* [Problem description] From the listing that follows, output everything exactly except the pictures.

* [Records for this task]

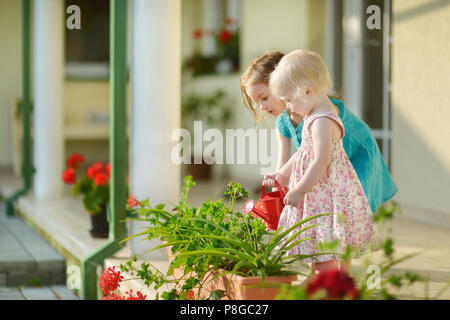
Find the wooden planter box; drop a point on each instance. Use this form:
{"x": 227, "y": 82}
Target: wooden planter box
{"x": 237, "y": 287}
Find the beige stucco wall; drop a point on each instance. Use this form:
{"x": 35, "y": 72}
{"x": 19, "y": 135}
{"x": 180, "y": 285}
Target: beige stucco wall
{"x": 266, "y": 25}
{"x": 421, "y": 103}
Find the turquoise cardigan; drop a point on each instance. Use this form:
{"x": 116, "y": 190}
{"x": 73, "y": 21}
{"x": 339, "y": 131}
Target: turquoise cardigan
{"x": 362, "y": 150}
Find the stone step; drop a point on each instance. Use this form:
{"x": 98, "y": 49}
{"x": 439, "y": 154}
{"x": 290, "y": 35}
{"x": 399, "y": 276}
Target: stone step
{"x": 25, "y": 258}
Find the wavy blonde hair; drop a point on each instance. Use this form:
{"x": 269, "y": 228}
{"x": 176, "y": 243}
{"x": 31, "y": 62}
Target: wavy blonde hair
{"x": 299, "y": 69}
{"x": 258, "y": 71}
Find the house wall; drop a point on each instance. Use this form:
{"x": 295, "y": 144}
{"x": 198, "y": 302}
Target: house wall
{"x": 420, "y": 104}
{"x": 262, "y": 30}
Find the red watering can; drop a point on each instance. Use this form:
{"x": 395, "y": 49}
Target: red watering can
{"x": 268, "y": 207}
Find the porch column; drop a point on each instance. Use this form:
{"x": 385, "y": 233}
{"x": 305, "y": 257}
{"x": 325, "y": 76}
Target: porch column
{"x": 155, "y": 100}
{"x": 212, "y": 10}
{"x": 352, "y": 61}
{"x": 48, "y": 82}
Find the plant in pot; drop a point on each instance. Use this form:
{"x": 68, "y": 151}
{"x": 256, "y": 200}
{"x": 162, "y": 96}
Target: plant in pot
{"x": 335, "y": 284}
{"x": 217, "y": 251}
{"x": 214, "y": 110}
{"x": 93, "y": 184}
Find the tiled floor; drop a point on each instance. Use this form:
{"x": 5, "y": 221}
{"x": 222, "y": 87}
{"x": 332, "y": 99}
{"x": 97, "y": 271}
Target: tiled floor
{"x": 58, "y": 292}
{"x": 25, "y": 256}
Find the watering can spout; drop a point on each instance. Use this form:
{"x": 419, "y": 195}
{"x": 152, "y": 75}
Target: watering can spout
{"x": 268, "y": 207}
{"x": 261, "y": 214}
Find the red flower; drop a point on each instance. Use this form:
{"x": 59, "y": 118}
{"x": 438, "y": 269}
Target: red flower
{"x": 225, "y": 36}
{"x": 108, "y": 169}
{"x": 190, "y": 295}
{"x": 138, "y": 296}
{"x": 109, "y": 280}
{"x": 113, "y": 296}
{"x": 94, "y": 169}
{"x": 230, "y": 21}
{"x": 337, "y": 284}
{"x": 197, "y": 34}
{"x": 132, "y": 202}
{"x": 100, "y": 178}
{"x": 69, "y": 176}
{"x": 75, "y": 160}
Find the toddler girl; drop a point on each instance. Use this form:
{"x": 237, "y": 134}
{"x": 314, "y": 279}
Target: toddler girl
{"x": 320, "y": 176}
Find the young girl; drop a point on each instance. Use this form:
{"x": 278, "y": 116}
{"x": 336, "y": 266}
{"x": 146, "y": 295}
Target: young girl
{"x": 359, "y": 143}
{"x": 321, "y": 178}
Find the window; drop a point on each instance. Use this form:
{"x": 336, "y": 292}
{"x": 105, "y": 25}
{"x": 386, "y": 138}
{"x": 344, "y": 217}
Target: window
{"x": 87, "y": 49}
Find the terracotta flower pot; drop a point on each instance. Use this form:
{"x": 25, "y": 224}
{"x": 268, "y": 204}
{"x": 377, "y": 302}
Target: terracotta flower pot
{"x": 237, "y": 287}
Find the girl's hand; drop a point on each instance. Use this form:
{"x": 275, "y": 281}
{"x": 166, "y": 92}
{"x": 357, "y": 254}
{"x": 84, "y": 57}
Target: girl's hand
{"x": 294, "y": 198}
{"x": 269, "y": 179}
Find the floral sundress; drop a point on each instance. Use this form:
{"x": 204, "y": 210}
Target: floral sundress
{"x": 339, "y": 192}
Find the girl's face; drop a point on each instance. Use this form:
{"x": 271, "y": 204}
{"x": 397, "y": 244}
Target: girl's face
{"x": 260, "y": 93}
{"x": 302, "y": 103}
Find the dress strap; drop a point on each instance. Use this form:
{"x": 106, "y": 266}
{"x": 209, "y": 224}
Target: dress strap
{"x": 329, "y": 114}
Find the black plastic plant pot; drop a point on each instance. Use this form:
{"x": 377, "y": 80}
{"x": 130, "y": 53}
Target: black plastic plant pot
{"x": 99, "y": 224}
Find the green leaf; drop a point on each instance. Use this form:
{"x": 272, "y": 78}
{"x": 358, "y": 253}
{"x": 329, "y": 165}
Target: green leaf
{"x": 217, "y": 294}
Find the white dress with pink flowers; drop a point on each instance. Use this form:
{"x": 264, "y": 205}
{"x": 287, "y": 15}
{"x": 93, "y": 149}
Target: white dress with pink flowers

* [Your solution]
Find the wooden planter box; drop a point on each instance. Use this form:
{"x": 227, "y": 82}
Target: wooden planter box
{"x": 237, "y": 287}
Find the beige stucco wall; drop a point on each instance. Use this form:
{"x": 35, "y": 72}
{"x": 19, "y": 135}
{"x": 180, "y": 285}
Target: beige stucco wall
{"x": 266, "y": 25}
{"x": 421, "y": 103}
Find the turquoise cardigan; drop a point on each instance. Use this form:
{"x": 116, "y": 190}
{"x": 73, "y": 21}
{"x": 339, "y": 131}
Target: turquoise cardigan
{"x": 362, "y": 150}
Find the stone step; drop a point on each instance. Use this form:
{"x": 98, "y": 49}
{"x": 439, "y": 154}
{"x": 290, "y": 35}
{"x": 399, "y": 276}
Target: stone step
{"x": 25, "y": 258}
Find the wavy blonde hair; drop a point on each instance. Use this form:
{"x": 269, "y": 228}
{"x": 176, "y": 243}
{"x": 31, "y": 62}
Target: wavy blonde hair
{"x": 299, "y": 69}
{"x": 258, "y": 71}
Find the house wall; drop a point on each instance. Use this form:
{"x": 295, "y": 144}
{"x": 198, "y": 302}
Target: house wall
{"x": 420, "y": 104}
{"x": 262, "y": 30}
Find the red watering can; drop a point on each instance. Use this form:
{"x": 395, "y": 49}
Target: red watering can
{"x": 268, "y": 207}
Find the porch column; drop a point on each instance. Use this form:
{"x": 385, "y": 233}
{"x": 305, "y": 257}
{"x": 325, "y": 76}
Target: porch column
{"x": 155, "y": 100}
{"x": 212, "y": 10}
{"x": 352, "y": 61}
{"x": 48, "y": 82}
Find the plant in pot; drop a point on each instance. Use this form:
{"x": 68, "y": 151}
{"x": 256, "y": 200}
{"x": 162, "y": 96}
Target: plant in pot
{"x": 335, "y": 284}
{"x": 217, "y": 251}
{"x": 214, "y": 110}
{"x": 93, "y": 184}
Find the tiled floor; drop a point on each instance. Use this form:
{"x": 5, "y": 221}
{"x": 222, "y": 87}
{"x": 332, "y": 99}
{"x": 97, "y": 271}
Target: tiled floor
{"x": 58, "y": 292}
{"x": 25, "y": 256}
Find the watering can spout; drop a point on each instance. Use this form:
{"x": 419, "y": 195}
{"x": 152, "y": 75}
Target: watering can spout
{"x": 268, "y": 207}
{"x": 261, "y": 214}
Find the red flower; drop a point on each instance. Use this form:
{"x": 59, "y": 118}
{"x": 438, "y": 269}
Target: red flower
{"x": 225, "y": 36}
{"x": 108, "y": 169}
{"x": 190, "y": 295}
{"x": 138, "y": 296}
{"x": 109, "y": 280}
{"x": 113, "y": 296}
{"x": 94, "y": 169}
{"x": 230, "y": 21}
{"x": 337, "y": 284}
{"x": 197, "y": 34}
{"x": 132, "y": 202}
{"x": 100, "y": 178}
{"x": 69, "y": 176}
{"x": 75, "y": 160}
Find the toddler girl; drop a point on each instance. Use this form:
{"x": 237, "y": 134}
{"x": 314, "y": 279}
Target: toddler girl
{"x": 320, "y": 176}
Find the young girl; drop a point on each instance. Use this form:
{"x": 278, "y": 116}
{"x": 336, "y": 266}
{"x": 146, "y": 295}
Target: young girl
{"x": 359, "y": 143}
{"x": 321, "y": 178}
Find the window; drop a point on each instance. Use this form:
{"x": 336, "y": 292}
{"x": 105, "y": 25}
{"x": 386, "y": 138}
{"x": 344, "y": 217}
Target: window
{"x": 87, "y": 49}
Find the terracotta flower pot; drop a point on each instance. Use this form:
{"x": 25, "y": 224}
{"x": 268, "y": 204}
{"x": 377, "y": 302}
Target: terracotta flower pot
{"x": 237, "y": 287}
Find the girl's hand; drop a point on each instance. Use this form:
{"x": 275, "y": 281}
{"x": 166, "y": 92}
{"x": 357, "y": 254}
{"x": 84, "y": 57}
Target: girl's hand
{"x": 294, "y": 198}
{"x": 269, "y": 179}
Find the floral sundress; drop a point on each instance. Use this form:
{"x": 204, "y": 210}
Target: floral sundress
{"x": 339, "y": 192}
Find the girl's face; drop a point on each instance. Use this form:
{"x": 271, "y": 204}
{"x": 397, "y": 244}
Target: girl's face
{"x": 260, "y": 93}
{"x": 302, "y": 103}
Find the dress strap; drop a point on each instance. Use this form:
{"x": 106, "y": 266}
{"x": 209, "y": 224}
Target: dress strap
{"x": 329, "y": 114}
Find the black plastic plant pot; drop a point on each instance. Use this form:
{"x": 377, "y": 80}
{"x": 130, "y": 53}
Target: black plastic plant pot
{"x": 99, "y": 224}
Find the green leaf; drop a point on each instance. Use this form:
{"x": 272, "y": 78}
{"x": 358, "y": 253}
{"x": 329, "y": 165}
Target: green leaf
{"x": 217, "y": 294}
Find the white dress with pink flowers; drop a point on each instance. Use this form:
{"x": 264, "y": 205}
{"x": 287, "y": 15}
{"x": 93, "y": 149}
Target: white dress with pink flowers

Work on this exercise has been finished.